[squid-dev] [PATCH] Parser-NG conversion of ICAP pt2

Wed Oct 21 22:25:24 UTC 2015

On 08/23/2015 02:40 PM, Amos Jeffries wrote:
> It turns out that ICAP implements has three distinct protocol parsers.
> 
> I begin the ICAP parser conversion to the Parser-NG model with
> ModXact::parseHeaders() - which was conflating both ICAP and HTTP, and
> the HTTP directional parsers.
> 
> 
> * splits the exiting parse method into 3 distinct stages; ICAP-reply,
> HTTP-request, HTTP-reply. Each stage is sequential and controlled by the
> Encapsulated header contents.
> 
> I'm not sure yet if we need to be tolerant of out-of-order segments in
> the payload. The spec is pretty clear that order is explicit and
> specific. 

AFAIK, we do not need to be tolerant to out-of-order segments -- there
are no known cases of those. We might want to be tolerant to unexpected
segments (bug 2480).

> But the old parser actually ignored the Encapsulated header
> byte offsets (!!).

The new parsers should continue to ignore them IMO. Those offsets are an
ICAP mis-feature -- a duplication of information that, as most
duplicates, leads to bugs. Ignoring them makes Squid ICAP code more
robust and probably decreases compatibility problems without [known] bad
side effects. We should parse the headers declared by Encapsulated.
Ignore numerical offset values.

> +     * ICAP header parse does not share the HTTP segment code, and
> +     * Encapsulated: tells us how many bytes and where each payload segment is.
> +     * We can pull N bytes into a child SBuf for parsing.
> +     *
> +     * 1) if there are not enough bytes we need more before even attempting the parse
> +     *
> +     * 2) after parse we can verify that it consumed all of the child buf.
> +     *    if there are leftovers ... smuggling attack from the ICAP server?
> +     */

This part of the TODO comment should be removed IMO. See my comments
above for the rationale.

> +    /* TODO: we do not need to rely on readBuf anymore for the parser logic.

The comment seems to be misplaced which makes it unclear. The
surrounding code does not rely on readBuf parser logic, whatever that
is. Please reword it in a context-specific way or move it to a more
appropriate place.

* _The problem_
Write out the portion of the mailing list message starting at "AFAIK, we do" and ending at "byte offsets (!!).". The entries that follow have no connection to the mailing list message above.

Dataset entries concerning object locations
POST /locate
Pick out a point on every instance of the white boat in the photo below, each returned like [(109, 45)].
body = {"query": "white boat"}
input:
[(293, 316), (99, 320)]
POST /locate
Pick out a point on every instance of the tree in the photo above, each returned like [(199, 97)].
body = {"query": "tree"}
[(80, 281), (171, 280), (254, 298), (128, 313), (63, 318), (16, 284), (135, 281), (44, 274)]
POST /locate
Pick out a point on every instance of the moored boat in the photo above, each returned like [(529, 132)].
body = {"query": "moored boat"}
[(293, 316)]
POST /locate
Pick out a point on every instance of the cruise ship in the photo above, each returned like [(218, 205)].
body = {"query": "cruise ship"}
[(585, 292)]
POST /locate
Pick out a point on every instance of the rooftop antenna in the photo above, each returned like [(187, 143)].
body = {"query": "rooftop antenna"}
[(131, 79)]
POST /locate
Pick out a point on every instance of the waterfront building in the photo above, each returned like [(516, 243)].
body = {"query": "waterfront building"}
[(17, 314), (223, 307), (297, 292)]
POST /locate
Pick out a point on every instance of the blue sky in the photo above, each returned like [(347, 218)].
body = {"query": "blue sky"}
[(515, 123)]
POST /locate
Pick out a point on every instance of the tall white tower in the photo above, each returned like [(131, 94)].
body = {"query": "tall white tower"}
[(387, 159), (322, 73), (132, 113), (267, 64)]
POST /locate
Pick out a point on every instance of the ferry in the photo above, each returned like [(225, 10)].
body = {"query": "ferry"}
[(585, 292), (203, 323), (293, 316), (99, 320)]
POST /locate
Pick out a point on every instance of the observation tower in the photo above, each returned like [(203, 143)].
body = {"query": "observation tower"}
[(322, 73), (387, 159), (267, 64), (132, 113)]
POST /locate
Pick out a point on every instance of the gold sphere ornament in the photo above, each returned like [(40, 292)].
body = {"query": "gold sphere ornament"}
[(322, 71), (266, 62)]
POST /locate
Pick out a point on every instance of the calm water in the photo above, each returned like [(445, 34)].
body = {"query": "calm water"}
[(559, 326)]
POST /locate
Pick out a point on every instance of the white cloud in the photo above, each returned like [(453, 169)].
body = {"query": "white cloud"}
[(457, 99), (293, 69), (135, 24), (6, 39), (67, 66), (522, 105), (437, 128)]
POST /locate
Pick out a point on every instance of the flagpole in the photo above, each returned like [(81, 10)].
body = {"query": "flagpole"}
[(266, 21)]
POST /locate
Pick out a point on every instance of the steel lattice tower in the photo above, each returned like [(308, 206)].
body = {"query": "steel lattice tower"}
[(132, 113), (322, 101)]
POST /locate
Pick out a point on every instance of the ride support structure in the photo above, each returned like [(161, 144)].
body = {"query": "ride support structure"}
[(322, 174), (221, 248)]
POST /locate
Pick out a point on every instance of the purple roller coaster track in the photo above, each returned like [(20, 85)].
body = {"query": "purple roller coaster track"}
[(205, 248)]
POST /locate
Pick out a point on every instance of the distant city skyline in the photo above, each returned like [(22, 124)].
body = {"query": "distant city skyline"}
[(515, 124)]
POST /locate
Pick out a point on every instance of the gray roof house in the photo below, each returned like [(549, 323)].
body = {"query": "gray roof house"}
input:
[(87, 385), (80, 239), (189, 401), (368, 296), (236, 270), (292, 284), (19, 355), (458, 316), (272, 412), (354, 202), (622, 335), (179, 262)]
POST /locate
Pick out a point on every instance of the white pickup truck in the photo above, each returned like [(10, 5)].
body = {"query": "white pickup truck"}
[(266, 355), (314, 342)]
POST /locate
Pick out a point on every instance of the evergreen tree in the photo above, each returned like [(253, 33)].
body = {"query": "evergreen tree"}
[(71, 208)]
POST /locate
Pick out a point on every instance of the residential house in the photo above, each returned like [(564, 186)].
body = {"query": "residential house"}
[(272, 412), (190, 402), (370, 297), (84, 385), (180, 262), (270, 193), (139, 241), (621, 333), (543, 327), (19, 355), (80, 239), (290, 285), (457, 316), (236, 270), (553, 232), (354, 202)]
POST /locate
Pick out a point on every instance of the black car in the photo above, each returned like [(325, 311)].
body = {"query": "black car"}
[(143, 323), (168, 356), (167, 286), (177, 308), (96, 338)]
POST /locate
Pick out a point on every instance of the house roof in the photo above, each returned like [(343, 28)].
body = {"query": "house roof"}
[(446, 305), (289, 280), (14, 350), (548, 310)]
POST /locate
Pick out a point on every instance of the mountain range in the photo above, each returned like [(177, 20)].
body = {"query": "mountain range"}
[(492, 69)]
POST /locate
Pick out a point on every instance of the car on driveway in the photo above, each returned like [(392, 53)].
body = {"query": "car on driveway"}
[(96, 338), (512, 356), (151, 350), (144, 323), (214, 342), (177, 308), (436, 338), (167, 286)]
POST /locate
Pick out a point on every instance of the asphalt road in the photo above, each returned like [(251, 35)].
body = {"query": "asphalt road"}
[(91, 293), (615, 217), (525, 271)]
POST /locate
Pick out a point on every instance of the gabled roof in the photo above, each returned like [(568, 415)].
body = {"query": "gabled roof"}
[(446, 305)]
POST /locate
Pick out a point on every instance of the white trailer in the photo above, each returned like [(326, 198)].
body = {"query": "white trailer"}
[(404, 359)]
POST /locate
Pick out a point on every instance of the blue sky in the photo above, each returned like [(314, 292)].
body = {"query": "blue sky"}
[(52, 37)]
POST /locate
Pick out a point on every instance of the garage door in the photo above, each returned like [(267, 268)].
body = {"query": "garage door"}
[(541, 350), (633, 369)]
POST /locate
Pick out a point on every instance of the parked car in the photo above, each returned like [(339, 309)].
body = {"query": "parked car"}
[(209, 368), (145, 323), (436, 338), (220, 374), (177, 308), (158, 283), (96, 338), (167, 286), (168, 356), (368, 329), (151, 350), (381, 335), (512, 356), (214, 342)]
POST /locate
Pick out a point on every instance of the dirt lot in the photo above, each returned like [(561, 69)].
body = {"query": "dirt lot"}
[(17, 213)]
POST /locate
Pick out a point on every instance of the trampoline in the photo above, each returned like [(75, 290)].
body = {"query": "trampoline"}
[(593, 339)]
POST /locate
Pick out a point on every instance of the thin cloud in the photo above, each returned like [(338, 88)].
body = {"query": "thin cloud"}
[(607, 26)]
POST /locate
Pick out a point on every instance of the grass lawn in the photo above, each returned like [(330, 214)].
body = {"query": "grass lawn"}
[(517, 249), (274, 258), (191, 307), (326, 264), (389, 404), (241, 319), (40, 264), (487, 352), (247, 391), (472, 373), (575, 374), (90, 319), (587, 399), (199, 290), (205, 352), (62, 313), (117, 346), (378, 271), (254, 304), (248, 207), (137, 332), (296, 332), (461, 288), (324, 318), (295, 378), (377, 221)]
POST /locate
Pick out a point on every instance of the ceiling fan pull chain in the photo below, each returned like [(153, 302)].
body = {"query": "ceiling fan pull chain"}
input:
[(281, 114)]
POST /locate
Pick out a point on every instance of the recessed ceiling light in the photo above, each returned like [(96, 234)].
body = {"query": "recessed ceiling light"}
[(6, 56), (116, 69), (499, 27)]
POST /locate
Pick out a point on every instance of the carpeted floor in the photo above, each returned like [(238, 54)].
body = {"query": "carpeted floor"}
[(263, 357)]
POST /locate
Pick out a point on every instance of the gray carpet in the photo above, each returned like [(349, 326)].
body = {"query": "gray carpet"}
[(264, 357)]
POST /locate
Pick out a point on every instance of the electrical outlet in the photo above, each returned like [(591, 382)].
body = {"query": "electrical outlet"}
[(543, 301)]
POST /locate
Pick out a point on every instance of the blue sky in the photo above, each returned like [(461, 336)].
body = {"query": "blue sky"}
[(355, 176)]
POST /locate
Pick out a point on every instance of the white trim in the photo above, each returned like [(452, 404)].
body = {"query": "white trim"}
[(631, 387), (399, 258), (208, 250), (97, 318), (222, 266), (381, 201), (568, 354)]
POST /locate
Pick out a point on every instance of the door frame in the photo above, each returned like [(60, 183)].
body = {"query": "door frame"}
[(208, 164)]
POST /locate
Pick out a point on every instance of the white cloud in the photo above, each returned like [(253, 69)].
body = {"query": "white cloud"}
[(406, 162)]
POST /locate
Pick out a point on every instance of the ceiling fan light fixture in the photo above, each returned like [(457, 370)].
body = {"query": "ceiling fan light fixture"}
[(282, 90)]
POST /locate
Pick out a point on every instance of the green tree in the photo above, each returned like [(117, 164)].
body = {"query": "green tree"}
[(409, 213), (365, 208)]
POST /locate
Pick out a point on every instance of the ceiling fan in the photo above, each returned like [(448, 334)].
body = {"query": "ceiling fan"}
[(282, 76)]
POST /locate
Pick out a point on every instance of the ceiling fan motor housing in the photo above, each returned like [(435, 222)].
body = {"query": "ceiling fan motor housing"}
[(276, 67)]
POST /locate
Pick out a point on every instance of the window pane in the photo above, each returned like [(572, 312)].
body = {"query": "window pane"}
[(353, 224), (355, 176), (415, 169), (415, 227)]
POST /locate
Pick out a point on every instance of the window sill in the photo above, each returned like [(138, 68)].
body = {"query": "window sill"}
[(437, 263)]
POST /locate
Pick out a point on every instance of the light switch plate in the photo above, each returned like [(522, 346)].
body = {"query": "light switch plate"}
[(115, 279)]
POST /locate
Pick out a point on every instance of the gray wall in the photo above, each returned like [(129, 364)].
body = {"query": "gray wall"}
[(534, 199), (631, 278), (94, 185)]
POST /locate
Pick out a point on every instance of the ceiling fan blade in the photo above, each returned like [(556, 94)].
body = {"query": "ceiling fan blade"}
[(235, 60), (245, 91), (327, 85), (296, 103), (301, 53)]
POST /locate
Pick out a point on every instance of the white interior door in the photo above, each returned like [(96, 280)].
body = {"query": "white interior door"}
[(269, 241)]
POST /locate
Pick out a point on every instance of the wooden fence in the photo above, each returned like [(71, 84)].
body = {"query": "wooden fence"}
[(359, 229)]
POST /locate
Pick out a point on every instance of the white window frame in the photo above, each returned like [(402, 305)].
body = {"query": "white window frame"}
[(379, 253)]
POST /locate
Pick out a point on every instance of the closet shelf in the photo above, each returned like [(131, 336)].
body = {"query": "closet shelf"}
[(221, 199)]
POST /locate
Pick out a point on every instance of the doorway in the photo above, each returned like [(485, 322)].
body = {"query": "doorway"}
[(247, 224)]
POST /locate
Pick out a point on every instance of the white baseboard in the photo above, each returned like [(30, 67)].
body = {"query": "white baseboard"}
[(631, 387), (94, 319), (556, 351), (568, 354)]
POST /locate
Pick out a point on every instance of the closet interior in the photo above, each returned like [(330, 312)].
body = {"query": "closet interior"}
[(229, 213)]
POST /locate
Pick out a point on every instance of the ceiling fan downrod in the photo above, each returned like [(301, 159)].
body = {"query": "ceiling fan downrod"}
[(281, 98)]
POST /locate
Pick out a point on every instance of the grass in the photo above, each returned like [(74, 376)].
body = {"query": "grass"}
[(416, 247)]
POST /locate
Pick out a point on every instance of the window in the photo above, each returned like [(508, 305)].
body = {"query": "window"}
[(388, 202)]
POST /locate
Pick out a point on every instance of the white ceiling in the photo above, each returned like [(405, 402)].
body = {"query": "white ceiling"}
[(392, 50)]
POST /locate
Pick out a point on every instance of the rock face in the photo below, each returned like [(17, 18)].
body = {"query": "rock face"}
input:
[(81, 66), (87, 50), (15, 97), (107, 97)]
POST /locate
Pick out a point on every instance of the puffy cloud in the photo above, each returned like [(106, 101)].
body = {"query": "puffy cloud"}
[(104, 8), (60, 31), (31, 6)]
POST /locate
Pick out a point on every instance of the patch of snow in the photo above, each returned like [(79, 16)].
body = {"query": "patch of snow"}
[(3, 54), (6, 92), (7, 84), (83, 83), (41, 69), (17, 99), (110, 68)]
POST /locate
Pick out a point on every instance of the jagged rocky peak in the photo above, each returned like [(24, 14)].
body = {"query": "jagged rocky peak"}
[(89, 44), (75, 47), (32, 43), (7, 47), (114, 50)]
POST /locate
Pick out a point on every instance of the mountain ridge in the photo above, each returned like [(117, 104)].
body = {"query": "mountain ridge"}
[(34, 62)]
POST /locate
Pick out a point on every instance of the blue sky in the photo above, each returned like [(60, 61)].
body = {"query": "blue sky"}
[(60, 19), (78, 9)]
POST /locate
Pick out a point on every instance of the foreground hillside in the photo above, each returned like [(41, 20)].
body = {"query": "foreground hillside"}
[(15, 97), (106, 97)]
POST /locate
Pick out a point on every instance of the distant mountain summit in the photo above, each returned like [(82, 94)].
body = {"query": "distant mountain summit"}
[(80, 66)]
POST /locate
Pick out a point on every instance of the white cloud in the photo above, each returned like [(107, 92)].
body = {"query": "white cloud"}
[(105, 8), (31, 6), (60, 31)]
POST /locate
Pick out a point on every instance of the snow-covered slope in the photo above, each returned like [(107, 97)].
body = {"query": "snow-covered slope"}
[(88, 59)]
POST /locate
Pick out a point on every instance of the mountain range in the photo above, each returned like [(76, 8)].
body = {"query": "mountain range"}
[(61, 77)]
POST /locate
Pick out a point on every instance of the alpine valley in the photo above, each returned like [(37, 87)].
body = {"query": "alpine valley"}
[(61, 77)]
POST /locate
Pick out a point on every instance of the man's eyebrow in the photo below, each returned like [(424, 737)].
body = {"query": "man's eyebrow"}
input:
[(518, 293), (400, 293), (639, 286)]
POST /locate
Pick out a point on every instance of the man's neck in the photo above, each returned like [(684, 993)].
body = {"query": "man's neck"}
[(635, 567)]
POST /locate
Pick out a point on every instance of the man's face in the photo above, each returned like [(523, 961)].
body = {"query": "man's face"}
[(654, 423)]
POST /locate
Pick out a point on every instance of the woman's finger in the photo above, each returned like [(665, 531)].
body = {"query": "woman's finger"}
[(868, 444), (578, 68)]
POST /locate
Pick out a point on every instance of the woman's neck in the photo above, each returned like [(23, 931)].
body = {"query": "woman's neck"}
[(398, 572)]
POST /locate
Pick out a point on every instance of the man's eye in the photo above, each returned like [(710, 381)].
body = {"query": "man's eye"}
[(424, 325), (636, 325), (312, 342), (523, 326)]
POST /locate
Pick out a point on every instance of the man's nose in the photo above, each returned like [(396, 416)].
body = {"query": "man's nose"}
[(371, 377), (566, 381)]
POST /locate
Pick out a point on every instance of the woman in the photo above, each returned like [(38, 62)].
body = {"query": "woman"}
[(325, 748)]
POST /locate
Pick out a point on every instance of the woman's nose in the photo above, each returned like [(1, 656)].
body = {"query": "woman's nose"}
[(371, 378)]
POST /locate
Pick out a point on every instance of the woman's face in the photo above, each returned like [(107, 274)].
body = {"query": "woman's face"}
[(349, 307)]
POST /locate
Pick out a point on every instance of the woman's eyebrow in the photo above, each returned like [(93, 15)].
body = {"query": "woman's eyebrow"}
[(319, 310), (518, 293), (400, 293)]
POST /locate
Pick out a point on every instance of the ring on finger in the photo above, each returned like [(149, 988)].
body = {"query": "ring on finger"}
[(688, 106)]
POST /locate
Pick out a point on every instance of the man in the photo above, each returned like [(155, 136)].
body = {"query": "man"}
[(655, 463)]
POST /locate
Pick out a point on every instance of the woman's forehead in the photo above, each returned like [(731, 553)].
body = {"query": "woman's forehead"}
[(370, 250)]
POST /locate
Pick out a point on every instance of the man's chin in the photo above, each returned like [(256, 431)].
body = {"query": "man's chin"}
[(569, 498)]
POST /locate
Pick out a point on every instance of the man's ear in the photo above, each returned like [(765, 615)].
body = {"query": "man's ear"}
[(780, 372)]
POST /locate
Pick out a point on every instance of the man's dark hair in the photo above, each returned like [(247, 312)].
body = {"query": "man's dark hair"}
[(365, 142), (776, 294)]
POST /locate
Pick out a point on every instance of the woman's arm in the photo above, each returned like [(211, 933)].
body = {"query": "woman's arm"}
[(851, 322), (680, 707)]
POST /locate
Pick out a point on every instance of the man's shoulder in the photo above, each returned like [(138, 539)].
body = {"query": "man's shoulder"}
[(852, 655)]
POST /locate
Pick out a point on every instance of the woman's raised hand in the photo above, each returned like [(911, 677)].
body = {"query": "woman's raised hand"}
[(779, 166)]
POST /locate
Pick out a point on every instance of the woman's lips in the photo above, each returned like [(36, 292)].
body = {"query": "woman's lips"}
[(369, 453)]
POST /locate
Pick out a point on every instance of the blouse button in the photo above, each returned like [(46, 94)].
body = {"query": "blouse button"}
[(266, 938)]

* _Expected output_
AFAIK, we do not need to be tolerant to out-of-order segments -- there
are no known cases of those. We might want to be tolerant to unexpected
segments (bug 2480).

> But the old parser actually ignored the Encapsulated header
> byte offsets (!!).